■ **The request**
Render the lines below as a Markdown table with the columns "No." and "Line", one row per line, skipping blank lines. Leave the pictures out of your answer.

-- Begin Records for processing --

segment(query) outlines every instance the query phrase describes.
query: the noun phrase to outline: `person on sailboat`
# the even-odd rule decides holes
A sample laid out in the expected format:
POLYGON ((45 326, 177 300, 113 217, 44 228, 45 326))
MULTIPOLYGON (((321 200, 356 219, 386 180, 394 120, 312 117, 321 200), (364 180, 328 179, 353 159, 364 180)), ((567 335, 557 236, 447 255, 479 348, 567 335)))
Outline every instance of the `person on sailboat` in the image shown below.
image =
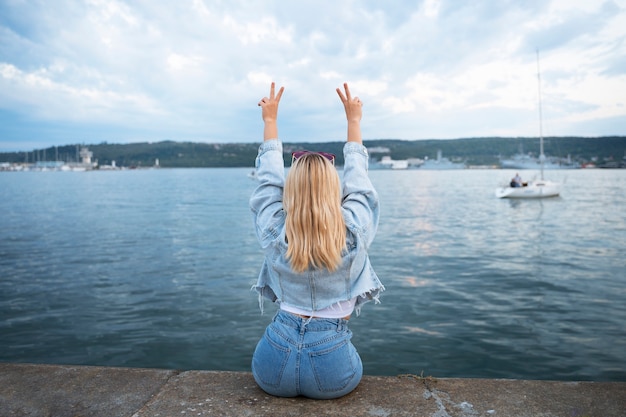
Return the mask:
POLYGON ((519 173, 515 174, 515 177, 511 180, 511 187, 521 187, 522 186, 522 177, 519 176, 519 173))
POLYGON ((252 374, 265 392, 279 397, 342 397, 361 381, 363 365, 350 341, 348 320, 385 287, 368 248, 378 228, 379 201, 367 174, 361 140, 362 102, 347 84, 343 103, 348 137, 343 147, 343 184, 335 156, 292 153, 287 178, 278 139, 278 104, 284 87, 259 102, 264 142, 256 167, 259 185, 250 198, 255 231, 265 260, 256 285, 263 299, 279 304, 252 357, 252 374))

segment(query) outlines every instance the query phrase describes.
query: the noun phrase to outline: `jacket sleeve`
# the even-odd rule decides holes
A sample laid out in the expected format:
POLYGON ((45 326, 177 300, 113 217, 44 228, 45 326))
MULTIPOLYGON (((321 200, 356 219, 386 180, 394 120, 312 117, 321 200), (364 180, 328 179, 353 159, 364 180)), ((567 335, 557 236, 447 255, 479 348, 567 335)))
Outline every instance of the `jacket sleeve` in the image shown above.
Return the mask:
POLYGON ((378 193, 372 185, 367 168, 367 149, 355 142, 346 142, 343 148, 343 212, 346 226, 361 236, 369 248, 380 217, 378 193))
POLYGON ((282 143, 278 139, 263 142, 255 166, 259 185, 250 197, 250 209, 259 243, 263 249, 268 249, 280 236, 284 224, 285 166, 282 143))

-- End Records for processing --

■ **Exercise result**
| No. | Line |
|---|---|
| 1 | segment(query) outlines every instance the query phrase describes. |
| 2 | query: the noun phrase to outline: `person on sailboat` |
| 3 | # the even-odd rule decides holes |
| 4 | A sample laid out in the expected format: |
| 5 | POLYGON ((45 326, 177 300, 113 217, 44 228, 45 326)) |
| 6 | MULTIPOLYGON (((321 200, 356 219, 386 180, 394 120, 312 117, 321 200), (364 180, 328 179, 353 159, 364 180)), ((567 335, 557 236, 447 255, 479 348, 567 335))) |
| 7 | Outline every instance of the `person on sailboat` in the image shown below. |
| 8 | image = |
| 9 | Return the mask: |
| 10 | POLYGON ((519 173, 515 174, 515 177, 511 180, 511 187, 521 187, 522 186, 522 177, 519 176, 519 173)) |
| 11 | POLYGON ((252 374, 265 392, 279 397, 342 397, 361 381, 363 365, 350 341, 348 320, 385 287, 368 248, 378 228, 379 201, 367 174, 361 140, 362 102, 347 84, 343 103, 348 137, 343 147, 343 184, 335 156, 292 153, 287 178, 278 139, 278 104, 284 87, 259 102, 264 142, 256 167, 259 185, 250 198, 255 231, 265 260, 256 285, 263 299, 279 304, 252 357, 252 374)) |
| 12 | segment(query) outlines every instance the query phrase describes. |
| 13 | query: the noun phrase to outline: `jacket sleeve` |
| 14 | # the even-odd rule decides holes |
| 15 | A sample laid out in the expected format: |
| 16 | POLYGON ((45 326, 177 300, 113 217, 44 228, 45 326)) |
| 17 | MULTIPOLYGON (((321 200, 356 219, 386 180, 394 120, 312 117, 321 200), (364 180, 328 179, 353 159, 364 180)), ((567 335, 557 236, 447 255, 479 348, 567 335))) |
| 18 | Outline every instance of the `jacket sleeve` in the image shown above. |
| 19 | Return the mask: |
| 20 | POLYGON ((378 193, 372 185, 367 168, 367 149, 355 142, 346 142, 343 148, 343 212, 346 226, 361 236, 369 248, 380 217, 378 193)) |
| 21 | POLYGON ((282 143, 278 139, 263 142, 255 166, 259 185, 250 197, 250 209, 259 243, 263 249, 268 249, 280 236, 284 224, 285 166, 282 143)) |